## Given request
Quote the Kardashian novel post word for word, starting at "1. What These" and ending at "shit is KLASSIK.".

## Source excerpt
If I tried to tell you that one of the Kardashian sisters from the hit show The Kardashian Sisters had written a novel you wouldn’t believe me. You’d say, “Oh come on, I don’t believe you.” They ARE pretty stupid. But so what if I told you that all three of them combined their brains into one small, tiny, ghostwriter brain and wrote a novel together? Still don’t believe me? That is fair. It’s a ridiculous idea. And yet, here we are. There is even a brief description of this “book.”

This fictional page turner takes readers inside the lives of three gorgeous celebrity sisters, their complicated relationships with Hollywood, each other, and the glamorous lives they lead in front of the cameras and behind the scenes. It will be up to readers to figure out which parts of the novel are based on truth and which are purely imagined….

Hahhaha. Uh. Hahahhahaha! What a great book. WHERE DO THEY GET THEIR IDEAS?! Of course, because it takes three of them to write a book, you’d need a fourth one to come up with a title. That’s where we come in! There is a contest to name it, so let’s win that contest! We’re smart! (Not actually sure if that is a plus in this situation.) The rules are here (via Gawker). It does involve following the publisher on Twitter and Tweeting your suggestions at them, so please use the hashtag #videogumeverywhere just so they know we don’t want any trouble. Not us, man. We just want our agents to come home safe. Or even better, stay home in the first place.

Comments (86)
  1. What These Spanx Have Seen

  2. Jiggle-oes

  3. Use-lysses

  4. Mr. Toe’s Wild Ride

  5. I actually did one on twitter. And it was stupid as shit. Are you sure we’re smart, Gabe? I suggested KOMING KLEAN.

    • But, on the real tip, you know KOMING KLEAN is going to win. That shit is KLASSIK.

      • Though, thinking about it, this is what the winner gets:
        The grand prize winner will have their suggested title printed on the cover of the book and their name featured in the story! All five finalists will each receive a copy of the book signed by Kourtney, Kim and Khloé Kardashian.

## Extracted information
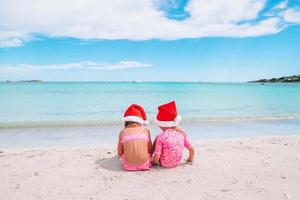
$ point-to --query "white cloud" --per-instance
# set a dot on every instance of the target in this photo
(130, 19)
(281, 5)
(292, 15)
(86, 65)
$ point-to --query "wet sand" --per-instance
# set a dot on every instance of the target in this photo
(266, 167)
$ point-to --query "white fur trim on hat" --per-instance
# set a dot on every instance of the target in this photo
(135, 119)
(169, 123)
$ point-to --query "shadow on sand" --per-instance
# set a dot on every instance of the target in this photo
(112, 163)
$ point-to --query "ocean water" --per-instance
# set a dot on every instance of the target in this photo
(100, 104)
(72, 114)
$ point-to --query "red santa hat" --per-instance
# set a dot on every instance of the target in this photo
(167, 115)
(135, 113)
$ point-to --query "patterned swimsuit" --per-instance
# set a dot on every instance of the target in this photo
(170, 145)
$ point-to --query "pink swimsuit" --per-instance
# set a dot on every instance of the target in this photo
(170, 145)
(136, 136)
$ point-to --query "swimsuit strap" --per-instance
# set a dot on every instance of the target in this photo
(134, 136)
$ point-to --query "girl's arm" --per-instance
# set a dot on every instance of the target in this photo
(120, 148)
(155, 159)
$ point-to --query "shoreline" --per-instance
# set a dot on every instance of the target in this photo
(262, 167)
(93, 135)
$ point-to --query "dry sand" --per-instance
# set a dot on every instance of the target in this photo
(250, 168)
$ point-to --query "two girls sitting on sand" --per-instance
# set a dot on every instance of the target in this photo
(135, 146)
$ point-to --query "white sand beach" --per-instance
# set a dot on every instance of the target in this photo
(266, 167)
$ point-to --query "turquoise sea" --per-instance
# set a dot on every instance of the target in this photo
(73, 104)
(54, 110)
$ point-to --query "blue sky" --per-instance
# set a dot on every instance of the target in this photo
(194, 40)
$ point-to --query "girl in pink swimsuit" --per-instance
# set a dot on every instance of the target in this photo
(169, 145)
(135, 146)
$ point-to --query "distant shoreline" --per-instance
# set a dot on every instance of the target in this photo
(284, 79)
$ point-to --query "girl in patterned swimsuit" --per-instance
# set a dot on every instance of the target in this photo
(169, 145)
(134, 145)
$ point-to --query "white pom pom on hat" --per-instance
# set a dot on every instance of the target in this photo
(135, 113)
(167, 115)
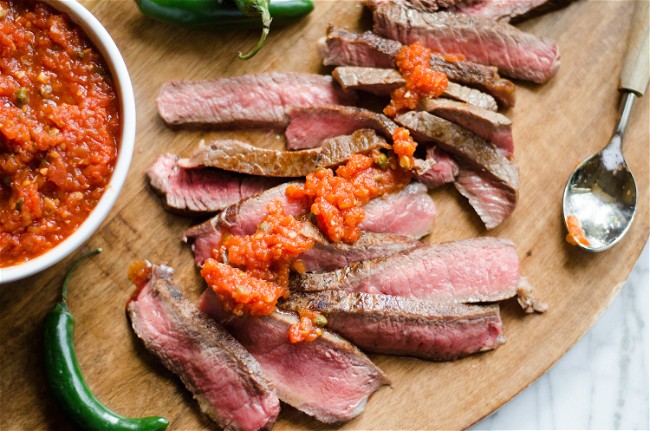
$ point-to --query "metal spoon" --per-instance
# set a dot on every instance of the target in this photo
(601, 192)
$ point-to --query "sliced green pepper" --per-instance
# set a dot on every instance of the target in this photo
(66, 382)
(221, 16)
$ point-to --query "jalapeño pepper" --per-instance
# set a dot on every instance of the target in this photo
(66, 382)
(216, 15)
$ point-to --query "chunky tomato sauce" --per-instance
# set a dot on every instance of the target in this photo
(262, 260)
(576, 234)
(414, 63)
(251, 273)
(58, 129)
(338, 199)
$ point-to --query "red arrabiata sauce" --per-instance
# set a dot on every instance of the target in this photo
(254, 272)
(139, 274)
(262, 261)
(414, 63)
(58, 129)
(576, 234)
(337, 199)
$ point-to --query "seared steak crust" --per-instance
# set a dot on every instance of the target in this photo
(515, 53)
(246, 100)
(310, 127)
(491, 126)
(475, 270)
(475, 154)
(344, 48)
(203, 190)
(403, 326)
(510, 11)
(443, 171)
(226, 380)
(328, 378)
(383, 81)
(413, 220)
(237, 156)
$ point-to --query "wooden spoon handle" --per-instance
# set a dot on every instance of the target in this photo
(634, 74)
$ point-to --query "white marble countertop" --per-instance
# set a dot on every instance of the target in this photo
(602, 382)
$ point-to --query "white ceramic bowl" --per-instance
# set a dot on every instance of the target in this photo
(104, 43)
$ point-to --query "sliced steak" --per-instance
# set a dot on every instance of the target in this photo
(327, 378)
(241, 218)
(200, 191)
(424, 5)
(411, 211)
(474, 153)
(478, 76)
(475, 270)
(237, 156)
(383, 81)
(226, 380)
(309, 127)
(344, 48)
(515, 53)
(246, 100)
(443, 171)
(328, 256)
(491, 126)
(404, 326)
(490, 199)
(510, 11)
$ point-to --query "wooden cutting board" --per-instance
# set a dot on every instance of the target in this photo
(555, 127)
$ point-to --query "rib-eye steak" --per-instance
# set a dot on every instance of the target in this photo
(344, 48)
(515, 53)
(226, 380)
(202, 190)
(328, 378)
(245, 101)
(403, 326)
(237, 156)
(475, 270)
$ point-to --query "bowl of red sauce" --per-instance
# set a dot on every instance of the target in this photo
(67, 131)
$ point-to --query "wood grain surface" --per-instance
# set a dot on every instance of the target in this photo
(555, 127)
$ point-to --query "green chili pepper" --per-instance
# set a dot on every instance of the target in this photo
(255, 8)
(226, 15)
(66, 382)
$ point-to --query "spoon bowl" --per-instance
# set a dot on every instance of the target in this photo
(600, 197)
(601, 194)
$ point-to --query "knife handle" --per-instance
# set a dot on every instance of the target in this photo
(634, 74)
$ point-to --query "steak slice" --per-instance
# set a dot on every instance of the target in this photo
(383, 81)
(411, 211)
(492, 202)
(510, 11)
(226, 380)
(328, 378)
(243, 217)
(246, 100)
(403, 326)
(424, 5)
(237, 156)
(443, 171)
(515, 53)
(201, 191)
(473, 153)
(344, 48)
(491, 126)
(328, 256)
(475, 270)
(309, 127)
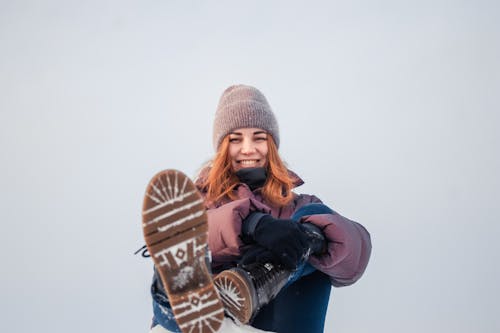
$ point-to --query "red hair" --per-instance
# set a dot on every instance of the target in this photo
(221, 180)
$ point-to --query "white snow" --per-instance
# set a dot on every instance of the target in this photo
(228, 326)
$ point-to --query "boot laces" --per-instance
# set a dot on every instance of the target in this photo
(145, 252)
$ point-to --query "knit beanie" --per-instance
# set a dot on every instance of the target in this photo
(242, 106)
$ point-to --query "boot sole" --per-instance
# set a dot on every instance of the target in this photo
(176, 232)
(236, 295)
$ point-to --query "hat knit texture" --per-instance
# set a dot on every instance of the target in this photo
(242, 106)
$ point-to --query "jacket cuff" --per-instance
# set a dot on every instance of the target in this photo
(249, 225)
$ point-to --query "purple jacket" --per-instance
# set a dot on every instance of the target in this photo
(349, 244)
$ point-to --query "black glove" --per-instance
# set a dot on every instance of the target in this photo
(258, 253)
(286, 239)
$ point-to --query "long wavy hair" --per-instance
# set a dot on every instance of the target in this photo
(221, 179)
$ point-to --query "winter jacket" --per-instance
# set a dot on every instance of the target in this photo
(349, 244)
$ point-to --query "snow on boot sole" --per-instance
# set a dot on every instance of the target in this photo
(176, 232)
(236, 294)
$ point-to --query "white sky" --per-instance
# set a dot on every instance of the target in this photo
(389, 110)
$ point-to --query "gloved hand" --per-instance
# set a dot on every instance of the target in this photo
(284, 238)
(258, 253)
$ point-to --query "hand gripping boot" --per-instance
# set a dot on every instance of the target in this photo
(245, 289)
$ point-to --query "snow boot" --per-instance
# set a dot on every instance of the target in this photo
(246, 288)
(176, 232)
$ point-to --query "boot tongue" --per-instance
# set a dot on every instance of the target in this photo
(253, 177)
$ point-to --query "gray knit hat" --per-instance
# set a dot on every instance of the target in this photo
(243, 106)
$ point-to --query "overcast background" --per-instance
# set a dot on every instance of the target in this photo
(389, 110)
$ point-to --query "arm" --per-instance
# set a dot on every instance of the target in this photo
(349, 247)
(224, 227)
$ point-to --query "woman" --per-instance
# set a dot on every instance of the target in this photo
(274, 254)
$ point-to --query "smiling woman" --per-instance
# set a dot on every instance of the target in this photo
(248, 148)
(274, 254)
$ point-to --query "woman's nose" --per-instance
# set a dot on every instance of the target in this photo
(247, 147)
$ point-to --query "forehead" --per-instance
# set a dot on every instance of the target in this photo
(248, 131)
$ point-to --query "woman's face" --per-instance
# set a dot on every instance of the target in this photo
(248, 148)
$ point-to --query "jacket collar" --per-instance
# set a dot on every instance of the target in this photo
(203, 174)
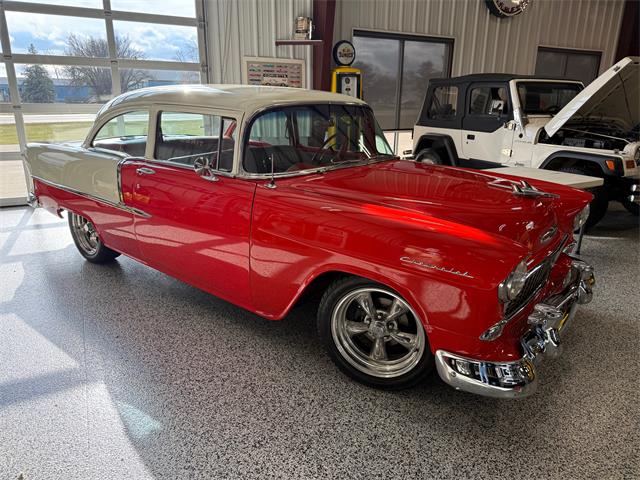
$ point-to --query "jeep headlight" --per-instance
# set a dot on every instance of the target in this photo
(581, 218)
(511, 287)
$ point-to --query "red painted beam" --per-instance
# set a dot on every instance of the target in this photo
(324, 12)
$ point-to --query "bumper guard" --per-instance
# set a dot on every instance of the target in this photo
(519, 378)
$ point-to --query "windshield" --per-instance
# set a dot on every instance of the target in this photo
(546, 98)
(307, 137)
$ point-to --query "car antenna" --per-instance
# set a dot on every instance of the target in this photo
(272, 183)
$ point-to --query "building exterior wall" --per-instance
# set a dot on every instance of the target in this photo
(242, 28)
(484, 42)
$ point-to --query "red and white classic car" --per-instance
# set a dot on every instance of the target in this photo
(260, 195)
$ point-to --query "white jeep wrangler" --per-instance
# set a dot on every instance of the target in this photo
(488, 120)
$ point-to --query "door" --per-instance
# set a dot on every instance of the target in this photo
(196, 228)
(484, 134)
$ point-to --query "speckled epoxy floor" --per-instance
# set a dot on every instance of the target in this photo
(113, 372)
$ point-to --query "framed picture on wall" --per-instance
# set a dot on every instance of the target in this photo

## Result for this task
1. What These Spanx Have Seen

  2. Jiggle-oes

  3. Use-lysses

  4. Mr. Toe’s Wild Ride

  5. I actually did one on twitter. And it was stupid as shit. Are you sure we’re smart, Gabe? I suggested KOMING KLEAN.

    • But, on the real tip, you know KOMING KLEAN is going to win. That shit is KLASSIK.